### ACTIVITY
Among the records, which lines hold the word "hair"? Pick them out.

= Beginning of Section =

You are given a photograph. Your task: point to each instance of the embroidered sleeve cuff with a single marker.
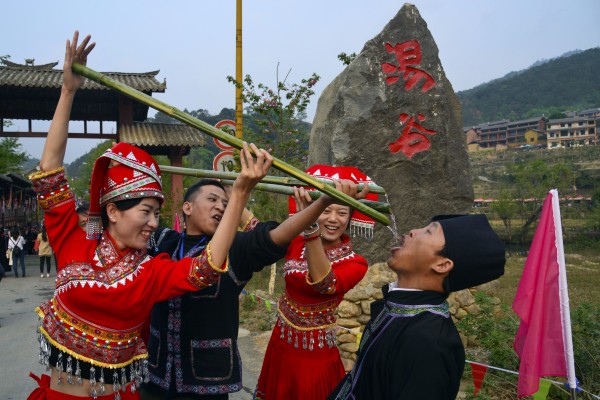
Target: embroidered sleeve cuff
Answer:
(203, 274)
(325, 285)
(250, 224)
(52, 188)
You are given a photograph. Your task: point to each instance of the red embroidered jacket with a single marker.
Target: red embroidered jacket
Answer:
(102, 296)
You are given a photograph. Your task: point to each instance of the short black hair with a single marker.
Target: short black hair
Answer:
(191, 193)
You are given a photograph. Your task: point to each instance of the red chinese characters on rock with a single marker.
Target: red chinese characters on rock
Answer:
(408, 56)
(413, 138)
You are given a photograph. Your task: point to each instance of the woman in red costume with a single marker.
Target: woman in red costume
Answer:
(106, 283)
(302, 360)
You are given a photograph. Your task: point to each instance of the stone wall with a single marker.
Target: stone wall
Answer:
(354, 311)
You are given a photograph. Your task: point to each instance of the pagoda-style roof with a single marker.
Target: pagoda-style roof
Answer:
(159, 138)
(32, 92)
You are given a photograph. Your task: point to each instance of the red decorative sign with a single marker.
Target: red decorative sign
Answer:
(408, 55)
(228, 126)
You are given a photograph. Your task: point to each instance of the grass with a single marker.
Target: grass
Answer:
(583, 277)
(496, 328)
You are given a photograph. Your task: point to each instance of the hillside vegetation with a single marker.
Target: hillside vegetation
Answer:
(569, 83)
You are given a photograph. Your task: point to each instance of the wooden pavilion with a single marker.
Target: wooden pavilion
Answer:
(29, 92)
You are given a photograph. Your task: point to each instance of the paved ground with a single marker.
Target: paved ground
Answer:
(18, 341)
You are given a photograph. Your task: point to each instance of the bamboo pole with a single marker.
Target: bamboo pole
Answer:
(239, 106)
(277, 180)
(268, 187)
(224, 137)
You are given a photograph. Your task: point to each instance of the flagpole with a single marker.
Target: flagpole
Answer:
(565, 311)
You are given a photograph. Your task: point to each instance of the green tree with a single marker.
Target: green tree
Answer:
(278, 114)
(506, 208)
(11, 155)
(532, 181)
(278, 125)
(346, 59)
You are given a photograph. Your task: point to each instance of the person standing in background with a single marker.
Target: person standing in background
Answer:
(44, 251)
(16, 243)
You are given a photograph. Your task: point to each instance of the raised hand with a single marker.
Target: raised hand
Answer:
(252, 170)
(75, 53)
(347, 187)
(302, 198)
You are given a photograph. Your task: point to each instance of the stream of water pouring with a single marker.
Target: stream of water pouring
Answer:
(393, 227)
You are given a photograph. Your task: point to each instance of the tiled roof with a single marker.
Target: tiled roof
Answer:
(153, 134)
(17, 75)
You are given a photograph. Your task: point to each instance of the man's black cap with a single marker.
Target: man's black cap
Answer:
(477, 252)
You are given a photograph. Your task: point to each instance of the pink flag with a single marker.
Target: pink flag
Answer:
(176, 225)
(539, 342)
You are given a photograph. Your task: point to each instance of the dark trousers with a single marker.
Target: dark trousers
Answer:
(45, 259)
(146, 394)
(16, 260)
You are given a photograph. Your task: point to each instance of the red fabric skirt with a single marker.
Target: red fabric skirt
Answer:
(43, 392)
(295, 373)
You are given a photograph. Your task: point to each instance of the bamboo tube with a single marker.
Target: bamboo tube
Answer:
(269, 187)
(277, 180)
(230, 140)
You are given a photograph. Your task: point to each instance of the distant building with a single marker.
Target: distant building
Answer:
(590, 113)
(570, 132)
(535, 137)
(577, 129)
(504, 133)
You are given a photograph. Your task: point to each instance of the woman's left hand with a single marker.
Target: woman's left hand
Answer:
(252, 170)
(302, 198)
(75, 53)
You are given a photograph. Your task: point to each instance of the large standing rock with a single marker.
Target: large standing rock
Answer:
(387, 96)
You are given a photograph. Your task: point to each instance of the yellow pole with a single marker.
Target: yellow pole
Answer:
(239, 132)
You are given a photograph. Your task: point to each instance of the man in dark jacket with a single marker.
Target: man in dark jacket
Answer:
(410, 348)
(192, 346)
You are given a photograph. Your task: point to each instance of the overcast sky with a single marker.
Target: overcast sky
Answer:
(192, 42)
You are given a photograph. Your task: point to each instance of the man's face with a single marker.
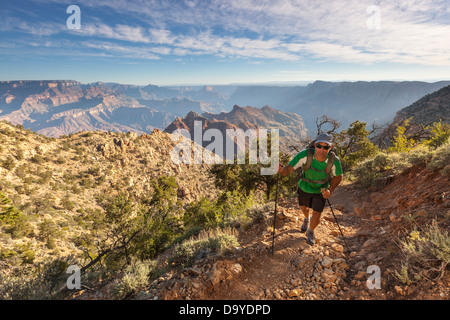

= End of Section =

### EXERCISE SOLUTION
You are given a photograph. Your task: point to each instance of the short black hair with a single marker.
Target: short black hair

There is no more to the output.